#### Stored data
[Start of section]
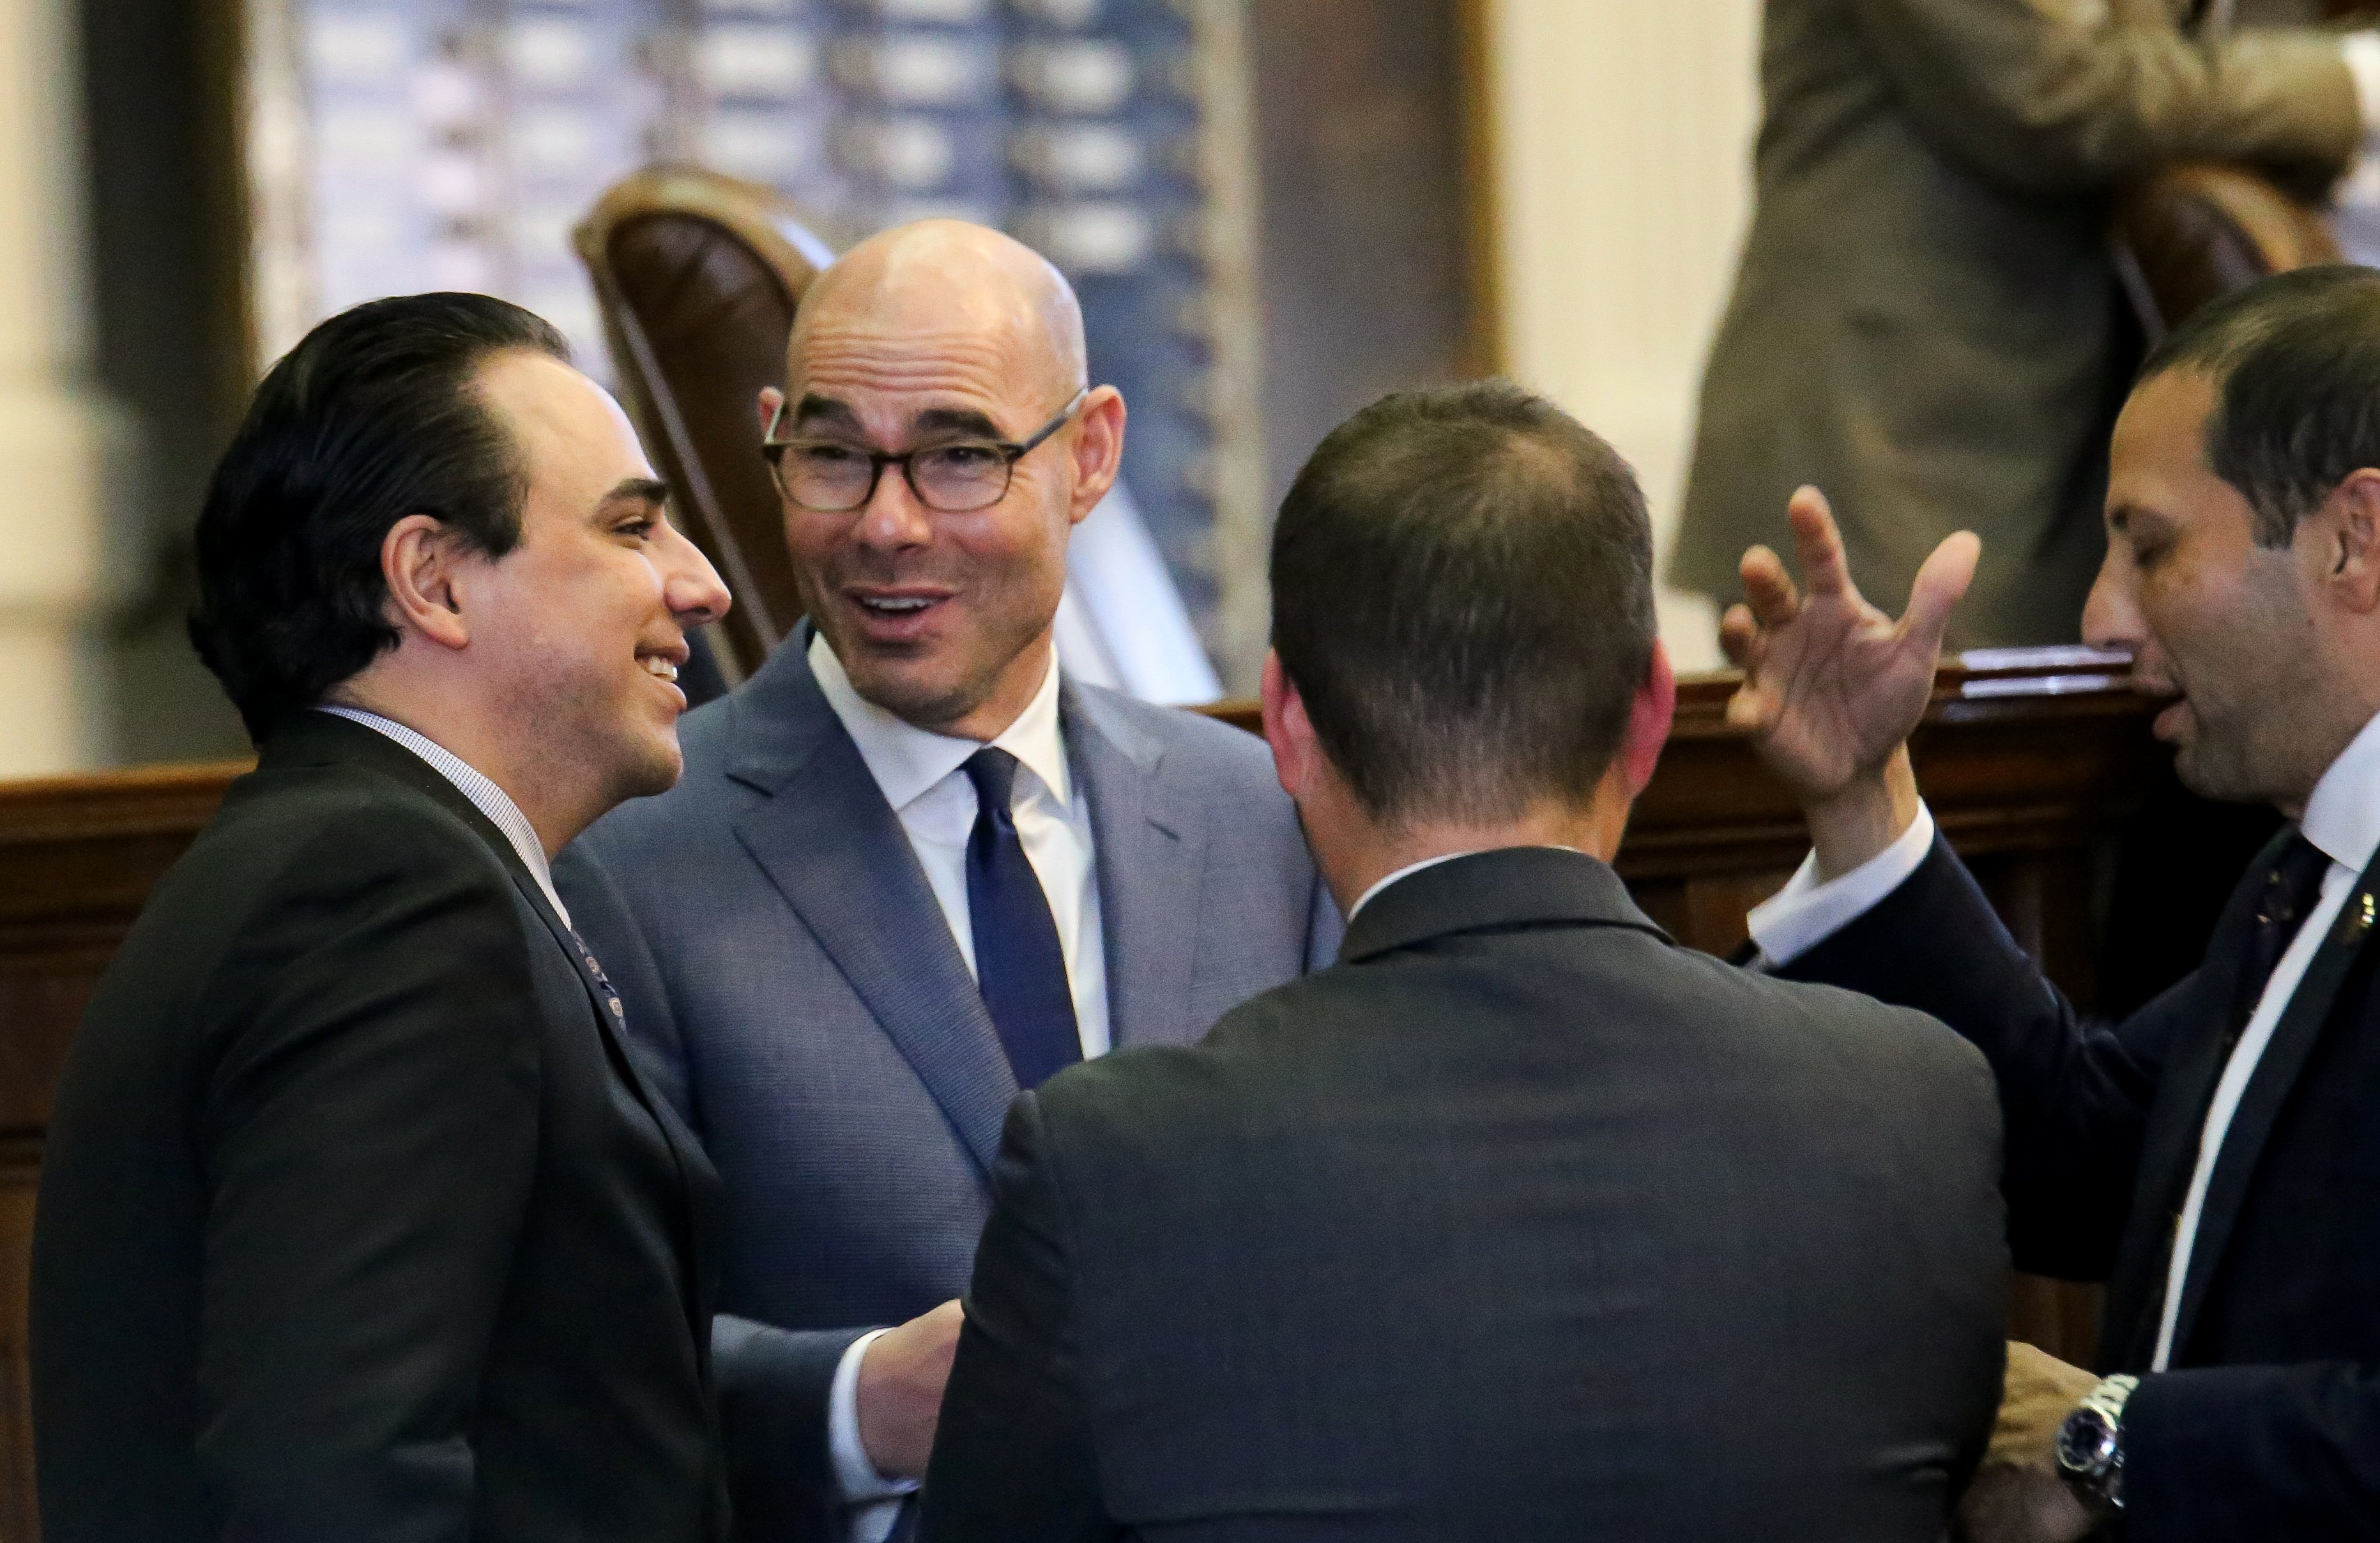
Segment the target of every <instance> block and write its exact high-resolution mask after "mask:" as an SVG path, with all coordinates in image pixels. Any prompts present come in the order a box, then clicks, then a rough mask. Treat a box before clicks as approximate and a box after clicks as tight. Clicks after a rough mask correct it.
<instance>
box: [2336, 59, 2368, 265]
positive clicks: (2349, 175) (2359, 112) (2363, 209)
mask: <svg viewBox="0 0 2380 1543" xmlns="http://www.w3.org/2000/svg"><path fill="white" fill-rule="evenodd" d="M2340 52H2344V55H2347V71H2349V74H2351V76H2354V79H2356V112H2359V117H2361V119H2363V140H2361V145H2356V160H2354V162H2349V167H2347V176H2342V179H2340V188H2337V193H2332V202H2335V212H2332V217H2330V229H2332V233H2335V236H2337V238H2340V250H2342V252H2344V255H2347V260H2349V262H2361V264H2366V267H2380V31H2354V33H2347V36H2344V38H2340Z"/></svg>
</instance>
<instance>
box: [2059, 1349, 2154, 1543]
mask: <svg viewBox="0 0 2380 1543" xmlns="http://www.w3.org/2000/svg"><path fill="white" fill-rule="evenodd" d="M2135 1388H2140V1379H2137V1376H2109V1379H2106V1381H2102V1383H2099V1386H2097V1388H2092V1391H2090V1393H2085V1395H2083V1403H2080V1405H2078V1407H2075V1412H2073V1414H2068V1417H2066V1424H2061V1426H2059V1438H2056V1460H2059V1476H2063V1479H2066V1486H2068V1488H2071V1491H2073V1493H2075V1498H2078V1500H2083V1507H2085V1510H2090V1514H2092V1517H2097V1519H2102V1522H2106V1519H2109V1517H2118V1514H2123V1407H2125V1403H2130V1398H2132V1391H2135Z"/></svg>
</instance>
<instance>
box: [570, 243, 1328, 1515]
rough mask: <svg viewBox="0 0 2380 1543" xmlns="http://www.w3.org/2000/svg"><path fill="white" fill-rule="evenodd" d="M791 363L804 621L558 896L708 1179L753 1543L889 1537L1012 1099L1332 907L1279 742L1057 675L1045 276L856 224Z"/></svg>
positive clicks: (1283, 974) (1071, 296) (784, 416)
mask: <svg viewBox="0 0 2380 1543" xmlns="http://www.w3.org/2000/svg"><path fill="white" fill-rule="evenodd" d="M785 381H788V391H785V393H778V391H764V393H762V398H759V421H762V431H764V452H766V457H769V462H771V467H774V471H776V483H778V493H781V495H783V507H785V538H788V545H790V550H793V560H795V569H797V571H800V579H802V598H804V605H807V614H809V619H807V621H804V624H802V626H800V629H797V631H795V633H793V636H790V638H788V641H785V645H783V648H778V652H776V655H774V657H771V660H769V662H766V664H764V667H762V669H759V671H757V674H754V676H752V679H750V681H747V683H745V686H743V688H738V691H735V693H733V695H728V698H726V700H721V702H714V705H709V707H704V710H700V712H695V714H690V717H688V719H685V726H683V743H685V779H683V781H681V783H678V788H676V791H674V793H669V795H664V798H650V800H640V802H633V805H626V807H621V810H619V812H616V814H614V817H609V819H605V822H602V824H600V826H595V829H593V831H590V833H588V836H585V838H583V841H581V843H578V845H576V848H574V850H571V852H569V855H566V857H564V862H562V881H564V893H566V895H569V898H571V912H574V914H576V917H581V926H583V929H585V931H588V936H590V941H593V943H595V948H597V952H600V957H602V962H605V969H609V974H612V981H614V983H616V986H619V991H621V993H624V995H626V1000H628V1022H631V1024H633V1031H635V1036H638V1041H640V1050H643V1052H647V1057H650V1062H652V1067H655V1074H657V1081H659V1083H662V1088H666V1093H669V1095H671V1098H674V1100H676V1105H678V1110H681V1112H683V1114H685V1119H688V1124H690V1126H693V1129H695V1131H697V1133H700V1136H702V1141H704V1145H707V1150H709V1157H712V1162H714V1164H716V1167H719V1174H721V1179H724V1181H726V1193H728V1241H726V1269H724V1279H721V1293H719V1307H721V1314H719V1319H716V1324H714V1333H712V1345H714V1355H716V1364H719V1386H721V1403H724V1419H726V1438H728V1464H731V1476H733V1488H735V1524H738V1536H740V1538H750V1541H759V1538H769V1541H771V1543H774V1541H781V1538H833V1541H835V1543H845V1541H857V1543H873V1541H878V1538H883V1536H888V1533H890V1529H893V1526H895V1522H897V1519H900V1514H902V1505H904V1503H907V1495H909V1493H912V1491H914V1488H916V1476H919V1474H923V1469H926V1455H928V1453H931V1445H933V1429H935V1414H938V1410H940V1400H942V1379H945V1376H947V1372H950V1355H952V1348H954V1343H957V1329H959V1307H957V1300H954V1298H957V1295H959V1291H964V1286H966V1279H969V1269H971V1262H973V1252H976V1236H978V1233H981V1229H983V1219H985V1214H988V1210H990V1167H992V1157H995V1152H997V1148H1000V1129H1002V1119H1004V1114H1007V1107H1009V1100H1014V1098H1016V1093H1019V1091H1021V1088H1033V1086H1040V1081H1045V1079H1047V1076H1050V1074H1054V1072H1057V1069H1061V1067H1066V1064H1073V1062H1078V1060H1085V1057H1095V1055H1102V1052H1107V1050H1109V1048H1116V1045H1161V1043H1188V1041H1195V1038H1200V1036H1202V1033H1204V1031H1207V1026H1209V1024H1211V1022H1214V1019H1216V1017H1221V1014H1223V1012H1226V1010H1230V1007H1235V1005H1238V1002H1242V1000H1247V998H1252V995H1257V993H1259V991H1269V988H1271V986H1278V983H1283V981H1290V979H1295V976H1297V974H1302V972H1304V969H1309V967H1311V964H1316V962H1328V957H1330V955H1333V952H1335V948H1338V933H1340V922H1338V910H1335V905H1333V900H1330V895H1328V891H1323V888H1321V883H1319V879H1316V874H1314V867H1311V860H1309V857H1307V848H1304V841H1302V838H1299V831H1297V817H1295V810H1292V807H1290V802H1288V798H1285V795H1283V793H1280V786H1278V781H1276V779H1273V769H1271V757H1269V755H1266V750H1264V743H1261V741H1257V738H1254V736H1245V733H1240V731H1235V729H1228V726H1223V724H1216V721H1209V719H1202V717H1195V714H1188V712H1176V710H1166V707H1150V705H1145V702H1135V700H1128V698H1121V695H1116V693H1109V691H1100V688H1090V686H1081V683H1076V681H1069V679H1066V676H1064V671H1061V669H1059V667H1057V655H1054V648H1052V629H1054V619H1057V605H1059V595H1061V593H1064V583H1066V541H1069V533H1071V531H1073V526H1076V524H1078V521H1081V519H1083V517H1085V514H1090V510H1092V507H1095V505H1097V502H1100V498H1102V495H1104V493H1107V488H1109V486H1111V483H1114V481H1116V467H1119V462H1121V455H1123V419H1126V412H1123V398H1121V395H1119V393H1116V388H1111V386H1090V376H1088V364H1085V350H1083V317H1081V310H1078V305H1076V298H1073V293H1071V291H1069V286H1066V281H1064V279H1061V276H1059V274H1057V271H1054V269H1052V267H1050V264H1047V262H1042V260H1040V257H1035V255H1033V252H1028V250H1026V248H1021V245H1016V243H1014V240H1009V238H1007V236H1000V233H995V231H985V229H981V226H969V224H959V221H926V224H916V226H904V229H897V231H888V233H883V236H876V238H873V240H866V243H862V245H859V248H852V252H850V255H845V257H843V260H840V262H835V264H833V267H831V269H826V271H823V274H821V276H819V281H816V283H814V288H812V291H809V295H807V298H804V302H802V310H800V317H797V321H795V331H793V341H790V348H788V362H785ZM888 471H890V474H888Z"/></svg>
[End of section]
#### Task requirements
Starting with the first line of the data above, write out each line exactly up to and including the line that holds "box: [570, 243, 1328, 1515]". Pictures stay out.

#### Task solution
Segment the target of every <instance> block and write its exact high-resolution mask after "mask:" as an SVG path, with all coordinates in image pixels. Any prompts present come in the order a box, then clicks, then a rough mask. Treat a box before clicks as approximate and a box after clicks as tight. Clicks after a rough mask correct it.
<instance>
box: [2336, 59, 2368, 265]
positive clicks: (2349, 175) (2359, 112) (2363, 209)
mask: <svg viewBox="0 0 2380 1543" xmlns="http://www.w3.org/2000/svg"><path fill="white" fill-rule="evenodd" d="M2340 52H2344V55H2347V71H2349V74H2351V76H2354V79H2356V112H2359V117H2361V119H2363V140H2361V145H2356V160H2354V162H2349V167H2347V176H2342V179H2340V188H2337V193H2332V202H2335V212H2332V217H2330V229H2332V233H2335V236H2337V238H2340V250H2342V252H2344V255H2347V260H2349V262H2361V264H2366V267H2380V31H2354V33H2347V36H2344V38H2340Z"/></svg>
</instance>
<instance>
box: [2059, 1349, 2154, 1543]
mask: <svg viewBox="0 0 2380 1543" xmlns="http://www.w3.org/2000/svg"><path fill="white" fill-rule="evenodd" d="M2135 1388H2140V1379H2137V1376H2109V1379H2106V1381H2102V1383H2099V1386H2097V1388H2092V1391H2090V1393H2085V1395H2083V1403H2080V1405H2078V1407H2075V1412H2073V1414H2068V1417H2066V1424H2061V1426H2059V1438H2056V1460H2059V1476H2063V1479H2066V1486H2068V1488H2071V1491H2073V1493H2075V1498H2078V1500H2083V1507H2085V1510H2090V1514H2092V1517H2097V1519H2102V1522H2106V1519H2109V1517H2118V1514H2123V1407H2125V1403H2130V1398H2132V1391H2135Z"/></svg>
</instance>
<instance>
box: [570, 243, 1328, 1515]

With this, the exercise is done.